╭─ Records for processing

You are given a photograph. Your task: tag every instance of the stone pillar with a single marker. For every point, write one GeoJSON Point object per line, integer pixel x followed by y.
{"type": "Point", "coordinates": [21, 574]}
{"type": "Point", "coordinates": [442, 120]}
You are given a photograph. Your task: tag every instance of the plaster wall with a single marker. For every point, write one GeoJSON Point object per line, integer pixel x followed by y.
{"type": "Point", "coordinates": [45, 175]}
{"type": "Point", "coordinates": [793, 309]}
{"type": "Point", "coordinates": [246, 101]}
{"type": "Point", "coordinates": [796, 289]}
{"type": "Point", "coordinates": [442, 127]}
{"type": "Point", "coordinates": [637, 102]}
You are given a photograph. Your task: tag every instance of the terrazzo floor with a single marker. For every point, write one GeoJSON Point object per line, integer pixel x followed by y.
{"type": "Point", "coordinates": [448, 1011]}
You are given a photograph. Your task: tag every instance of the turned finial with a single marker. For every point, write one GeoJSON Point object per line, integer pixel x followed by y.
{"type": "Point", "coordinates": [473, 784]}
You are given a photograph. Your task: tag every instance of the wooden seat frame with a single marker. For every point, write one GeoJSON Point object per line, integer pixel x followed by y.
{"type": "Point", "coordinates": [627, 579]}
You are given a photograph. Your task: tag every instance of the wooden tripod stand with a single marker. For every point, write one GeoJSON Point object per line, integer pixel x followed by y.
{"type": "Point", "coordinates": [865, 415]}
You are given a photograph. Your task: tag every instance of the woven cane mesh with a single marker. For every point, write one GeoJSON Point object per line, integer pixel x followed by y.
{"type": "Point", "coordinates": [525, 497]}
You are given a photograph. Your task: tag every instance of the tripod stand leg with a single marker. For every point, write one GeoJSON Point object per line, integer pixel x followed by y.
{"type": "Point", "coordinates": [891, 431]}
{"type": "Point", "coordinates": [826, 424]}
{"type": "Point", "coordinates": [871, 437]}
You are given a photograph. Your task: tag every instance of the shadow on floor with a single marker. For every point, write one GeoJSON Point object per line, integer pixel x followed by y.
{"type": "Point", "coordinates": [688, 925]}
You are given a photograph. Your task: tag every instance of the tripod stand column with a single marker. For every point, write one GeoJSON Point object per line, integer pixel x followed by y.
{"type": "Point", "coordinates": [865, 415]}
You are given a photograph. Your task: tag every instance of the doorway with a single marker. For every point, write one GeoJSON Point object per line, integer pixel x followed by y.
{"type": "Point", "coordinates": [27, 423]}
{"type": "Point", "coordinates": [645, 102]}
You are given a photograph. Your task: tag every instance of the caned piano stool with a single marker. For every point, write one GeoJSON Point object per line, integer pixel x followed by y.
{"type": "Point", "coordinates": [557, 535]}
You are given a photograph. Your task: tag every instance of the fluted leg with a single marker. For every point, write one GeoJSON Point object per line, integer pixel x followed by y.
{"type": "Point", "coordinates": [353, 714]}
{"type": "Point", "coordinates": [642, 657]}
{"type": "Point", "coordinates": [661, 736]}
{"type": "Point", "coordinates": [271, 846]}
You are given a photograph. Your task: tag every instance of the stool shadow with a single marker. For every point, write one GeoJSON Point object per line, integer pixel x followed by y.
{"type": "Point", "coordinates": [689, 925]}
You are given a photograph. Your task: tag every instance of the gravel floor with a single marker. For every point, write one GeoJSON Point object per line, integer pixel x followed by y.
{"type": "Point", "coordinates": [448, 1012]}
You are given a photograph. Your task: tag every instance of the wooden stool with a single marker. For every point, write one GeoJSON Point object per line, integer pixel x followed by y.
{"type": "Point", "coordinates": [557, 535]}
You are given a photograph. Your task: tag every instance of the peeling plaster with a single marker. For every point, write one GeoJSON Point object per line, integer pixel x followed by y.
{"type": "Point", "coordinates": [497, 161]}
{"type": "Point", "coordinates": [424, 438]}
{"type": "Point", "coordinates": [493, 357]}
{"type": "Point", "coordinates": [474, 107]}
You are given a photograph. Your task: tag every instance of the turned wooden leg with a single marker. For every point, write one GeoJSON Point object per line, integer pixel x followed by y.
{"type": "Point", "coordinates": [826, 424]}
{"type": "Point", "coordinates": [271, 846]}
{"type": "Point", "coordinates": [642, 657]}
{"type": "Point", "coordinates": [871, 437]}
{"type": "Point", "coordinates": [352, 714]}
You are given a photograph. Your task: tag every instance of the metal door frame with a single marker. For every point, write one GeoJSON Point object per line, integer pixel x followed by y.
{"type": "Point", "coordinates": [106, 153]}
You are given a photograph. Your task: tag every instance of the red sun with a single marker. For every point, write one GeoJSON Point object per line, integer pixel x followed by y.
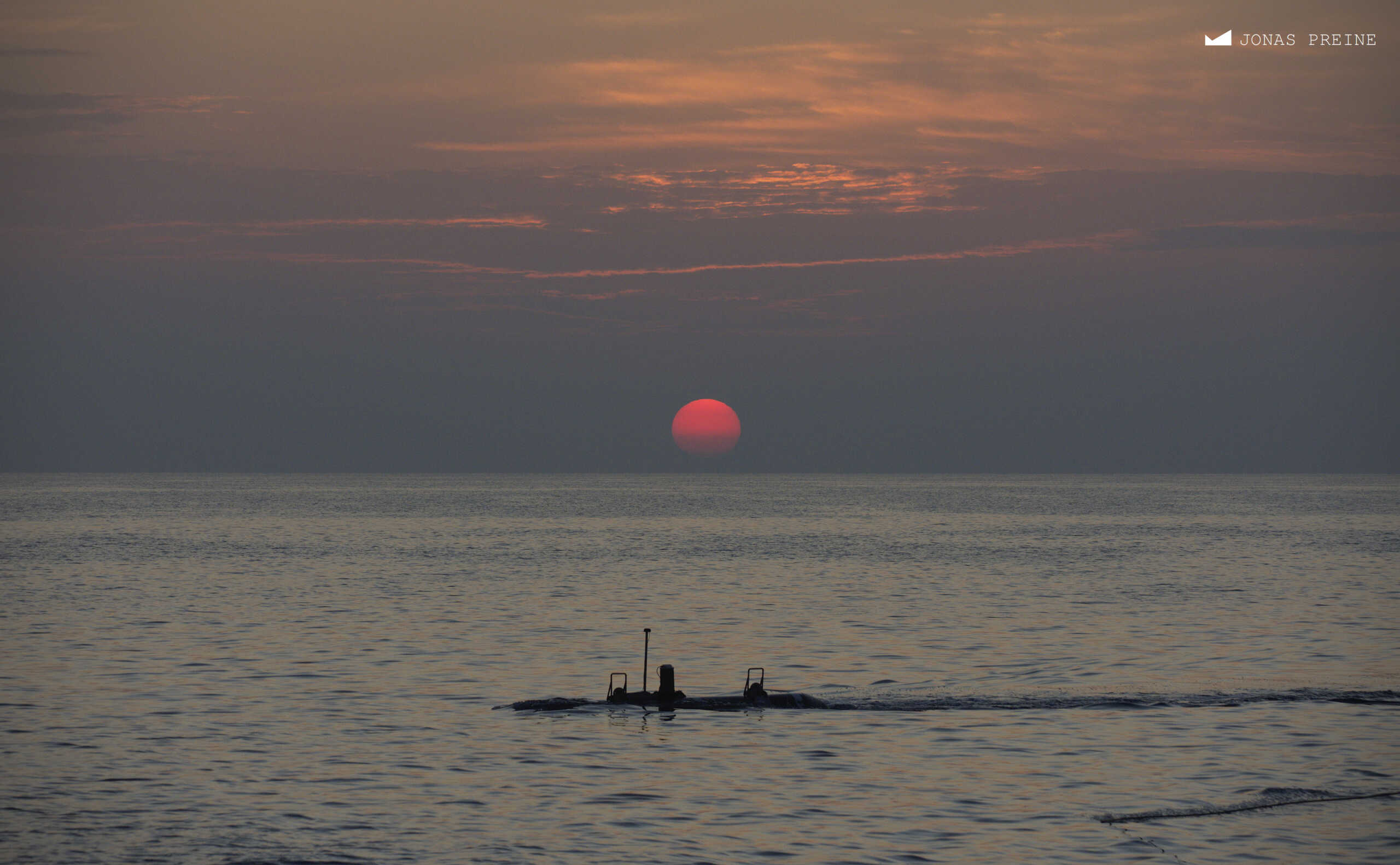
{"type": "Point", "coordinates": [706, 428]}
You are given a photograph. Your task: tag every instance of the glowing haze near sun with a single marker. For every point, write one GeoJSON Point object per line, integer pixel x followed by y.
{"type": "Point", "coordinates": [706, 428]}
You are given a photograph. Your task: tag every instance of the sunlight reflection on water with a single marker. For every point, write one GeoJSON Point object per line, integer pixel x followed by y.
{"type": "Point", "coordinates": [303, 668]}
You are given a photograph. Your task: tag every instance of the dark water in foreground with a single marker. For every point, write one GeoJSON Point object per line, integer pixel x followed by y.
{"type": "Point", "coordinates": [303, 668]}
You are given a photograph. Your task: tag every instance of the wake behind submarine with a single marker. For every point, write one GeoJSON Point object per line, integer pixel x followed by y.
{"type": "Point", "coordinates": [668, 698]}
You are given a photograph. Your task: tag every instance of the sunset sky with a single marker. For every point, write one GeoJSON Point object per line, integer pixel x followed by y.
{"type": "Point", "coordinates": [446, 236]}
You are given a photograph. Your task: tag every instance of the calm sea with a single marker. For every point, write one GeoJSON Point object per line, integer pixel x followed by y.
{"type": "Point", "coordinates": [276, 669]}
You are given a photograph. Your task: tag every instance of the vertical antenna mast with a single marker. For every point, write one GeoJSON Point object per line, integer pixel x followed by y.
{"type": "Point", "coordinates": [646, 647]}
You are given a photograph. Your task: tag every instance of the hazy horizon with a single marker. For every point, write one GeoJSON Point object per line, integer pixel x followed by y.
{"type": "Point", "coordinates": [466, 237]}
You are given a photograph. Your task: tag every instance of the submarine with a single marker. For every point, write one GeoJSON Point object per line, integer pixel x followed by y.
{"type": "Point", "coordinates": [668, 698]}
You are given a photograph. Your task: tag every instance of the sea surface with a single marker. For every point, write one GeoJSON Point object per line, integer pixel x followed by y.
{"type": "Point", "coordinates": [307, 669]}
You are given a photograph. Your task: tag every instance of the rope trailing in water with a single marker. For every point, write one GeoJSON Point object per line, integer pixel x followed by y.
{"type": "Point", "coordinates": [1210, 813]}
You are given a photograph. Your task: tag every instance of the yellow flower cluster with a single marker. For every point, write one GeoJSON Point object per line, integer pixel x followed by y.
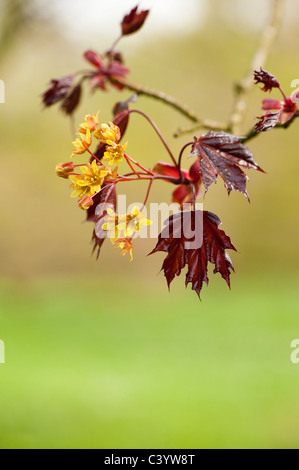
{"type": "Point", "coordinates": [93, 175]}
{"type": "Point", "coordinates": [121, 228]}
{"type": "Point", "coordinates": [90, 181]}
{"type": "Point", "coordinates": [110, 134]}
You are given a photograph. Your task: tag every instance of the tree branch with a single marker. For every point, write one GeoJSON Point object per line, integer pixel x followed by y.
{"type": "Point", "coordinates": [243, 87]}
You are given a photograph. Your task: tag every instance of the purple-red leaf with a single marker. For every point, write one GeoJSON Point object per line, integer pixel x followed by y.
{"type": "Point", "coordinates": [266, 122]}
{"type": "Point", "coordinates": [71, 102]}
{"type": "Point", "coordinates": [267, 79]}
{"type": "Point", "coordinates": [221, 154]}
{"type": "Point", "coordinates": [58, 90]}
{"type": "Point", "coordinates": [194, 239]}
{"type": "Point", "coordinates": [133, 21]}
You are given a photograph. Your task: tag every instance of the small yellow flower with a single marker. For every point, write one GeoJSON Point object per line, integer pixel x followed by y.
{"type": "Point", "coordinates": [91, 180]}
{"type": "Point", "coordinates": [126, 246]}
{"type": "Point", "coordinates": [63, 170]}
{"type": "Point", "coordinates": [114, 153]}
{"type": "Point", "coordinates": [82, 143]}
{"type": "Point", "coordinates": [124, 226]}
{"type": "Point", "coordinates": [108, 133]}
{"type": "Point", "coordinates": [85, 202]}
{"type": "Point", "coordinates": [91, 122]}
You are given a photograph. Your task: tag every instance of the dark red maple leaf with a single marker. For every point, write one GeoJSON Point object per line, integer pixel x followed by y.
{"type": "Point", "coordinates": [133, 21]}
{"type": "Point", "coordinates": [183, 194]}
{"type": "Point", "coordinates": [102, 201]}
{"type": "Point", "coordinates": [222, 154]}
{"type": "Point", "coordinates": [194, 239]}
{"type": "Point", "coordinates": [267, 79]}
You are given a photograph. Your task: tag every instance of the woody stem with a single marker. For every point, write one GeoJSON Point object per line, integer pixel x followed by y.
{"type": "Point", "coordinates": [157, 130]}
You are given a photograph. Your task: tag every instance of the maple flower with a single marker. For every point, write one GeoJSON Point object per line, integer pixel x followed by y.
{"type": "Point", "coordinates": [108, 133]}
{"type": "Point", "coordinates": [286, 108]}
{"type": "Point", "coordinates": [85, 202]}
{"type": "Point", "coordinates": [124, 226]}
{"type": "Point", "coordinates": [114, 153]}
{"type": "Point", "coordinates": [126, 246]}
{"type": "Point", "coordinates": [63, 170]}
{"type": "Point", "coordinates": [91, 123]}
{"type": "Point", "coordinates": [91, 180]}
{"type": "Point", "coordinates": [82, 143]}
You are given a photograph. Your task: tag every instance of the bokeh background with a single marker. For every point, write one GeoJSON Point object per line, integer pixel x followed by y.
{"type": "Point", "coordinates": [98, 353]}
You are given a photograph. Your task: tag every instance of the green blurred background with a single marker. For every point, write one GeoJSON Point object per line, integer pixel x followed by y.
{"type": "Point", "coordinates": [98, 353]}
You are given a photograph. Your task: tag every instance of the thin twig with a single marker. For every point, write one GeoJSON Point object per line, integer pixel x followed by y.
{"type": "Point", "coordinates": [243, 87]}
{"type": "Point", "coordinates": [171, 101]}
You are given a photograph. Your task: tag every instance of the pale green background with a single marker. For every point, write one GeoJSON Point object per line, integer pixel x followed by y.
{"type": "Point", "coordinates": [99, 354]}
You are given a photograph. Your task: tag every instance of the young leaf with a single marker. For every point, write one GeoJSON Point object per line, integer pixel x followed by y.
{"type": "Point", "coordinates": [194, 239]}
{"type": "Point", "coordinates": [183, 194]}
{"type": "Point", "coordinates": [58, 90]}
{"type": "Point", "coordinates": [266, 122]}
{"type": "Point", "coordinates": [71, 102]}
{"type": "Point", "coordinates": [222, 153]}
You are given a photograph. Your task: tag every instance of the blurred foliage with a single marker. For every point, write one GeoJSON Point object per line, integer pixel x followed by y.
{"type": "Point", "coordinates": [93, 360]}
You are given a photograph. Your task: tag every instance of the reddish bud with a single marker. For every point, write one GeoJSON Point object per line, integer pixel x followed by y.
{"type": "Point", "coordinates": [267, 79]}
{"type": "Point", "coordinates": [58, 91]}
{"type": "Point", "coordinates": [72, 100]}
{"type": "Point", "coordinates": [133, 21]}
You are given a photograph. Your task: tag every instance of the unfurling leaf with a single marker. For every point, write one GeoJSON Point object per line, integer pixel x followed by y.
{"type": "Point", "coordinates": [72, 100]}
{"type": "Point", "coordinates": [194, 239]}
{"type": "Point", "coordinates": [58, 90]}
{"type": "Point", "coordinates": [105, 199]}
{"type": "Point", "coordinates": [266, 122]}
{"type": "Point", "coordinates": [222, 153]}
{"type": "Point", "coordinates": [133, 21]}
{"type": "Point", "coordinates": [121, 120]}
{"type": "Point", "coordinates": [183, 194]}
{"type": "Point", "coordinates": [267, 79]}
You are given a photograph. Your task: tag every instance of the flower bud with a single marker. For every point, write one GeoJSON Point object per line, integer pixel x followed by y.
{"type": "Point", "coordinates": [63, 170]}
{"type": "Point", "coordinates": [85, 202]}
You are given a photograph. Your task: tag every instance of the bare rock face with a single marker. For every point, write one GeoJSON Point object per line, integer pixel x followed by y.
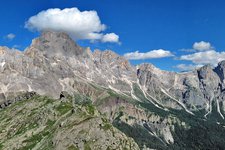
{"type": "Point", "coordinates": [55, 63]}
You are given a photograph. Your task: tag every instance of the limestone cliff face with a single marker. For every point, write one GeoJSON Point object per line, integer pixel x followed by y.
{"type": "Point", "coordinates": [54, 63]}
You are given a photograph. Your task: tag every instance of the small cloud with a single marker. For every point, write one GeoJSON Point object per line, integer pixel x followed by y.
{"type": "Point", "coordinates": [160, 53]}
{"type": "Point", "coordinates": [79, 24]}
{"type": "Point", "coordinates": [184, 67]}
{"type": "Point", "coordinates": [110, 37]}
{"type": "Point", "coordinates": [16, 46]}
{"type": "Point", "coordinates": [10, 36]}
{"type": "Point", "coordinates": [206, 57]}
{"type": "Point", "coordinates": [202, 46]}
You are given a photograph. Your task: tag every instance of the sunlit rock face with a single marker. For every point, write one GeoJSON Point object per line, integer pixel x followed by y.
{"type": "Point", "coordinates": [54, 63]}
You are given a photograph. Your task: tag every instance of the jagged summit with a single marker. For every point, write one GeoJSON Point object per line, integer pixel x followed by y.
{"type": "Point", "coordinates": [145, 100]}
{"type": "Point", "coordinates": [54, 61]}
{"type": "Point", "coordinates": [56, 44]}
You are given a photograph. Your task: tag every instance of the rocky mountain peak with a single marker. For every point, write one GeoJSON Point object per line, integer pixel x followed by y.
{"type": "Point", "coordinates": [57, 44]}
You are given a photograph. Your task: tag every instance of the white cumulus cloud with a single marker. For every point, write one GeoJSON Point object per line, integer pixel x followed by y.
{"type": "Point", "coordinates": [160, 53]}
{"type": "Point", "coordinates": [187, 67]}
{"type": "Point", "coordinates": [202, 46]}
{"type": "Point", "coordinates": [79, 24]}
{"type": "Point", "coordinates": [110, 37]}
{"type": "Point", "coordinates": [205, 57]}
{"type": "Point", "coordinates": [10, 36]}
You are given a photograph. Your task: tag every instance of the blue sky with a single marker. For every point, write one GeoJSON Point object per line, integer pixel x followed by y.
{"type": "Point", "coordinates": [141, 25]}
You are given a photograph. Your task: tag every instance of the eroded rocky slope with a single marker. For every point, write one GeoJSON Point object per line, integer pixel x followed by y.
{"type": "Point", "coordinates": [151, 107]}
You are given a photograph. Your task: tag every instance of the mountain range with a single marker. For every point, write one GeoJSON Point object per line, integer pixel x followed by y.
{"type": "Point", "coordinates": [58, 95]}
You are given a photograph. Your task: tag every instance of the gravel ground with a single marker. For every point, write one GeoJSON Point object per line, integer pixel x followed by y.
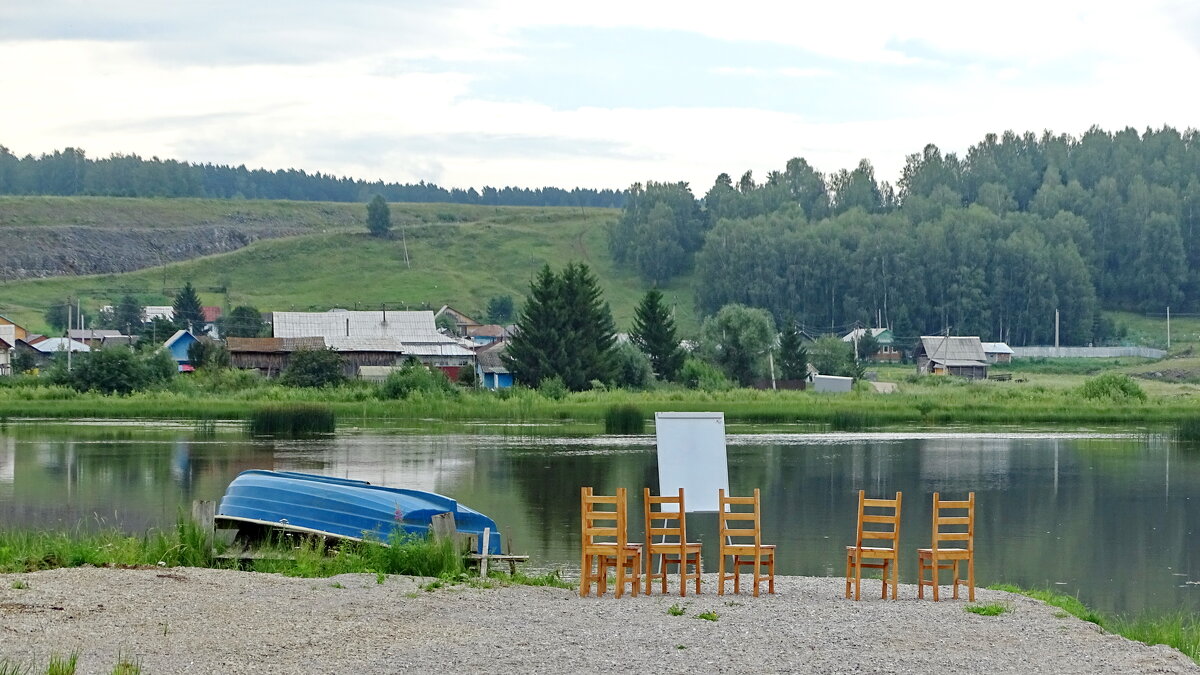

╰─

» Work required
List every line of the material above that contains the string "small", with case counting.

» Task response
You are given a photograph. Your task: tag every instance of the small yellow flower with a single marker. For every point, write one GeoJSON Point object per line, integer pixel x followed by y.
You are given a photograph. Your task: tag every instance of the small cloud with a single marker. For every point, write one GeoJSON Point object per line, integer pixel x followed by y.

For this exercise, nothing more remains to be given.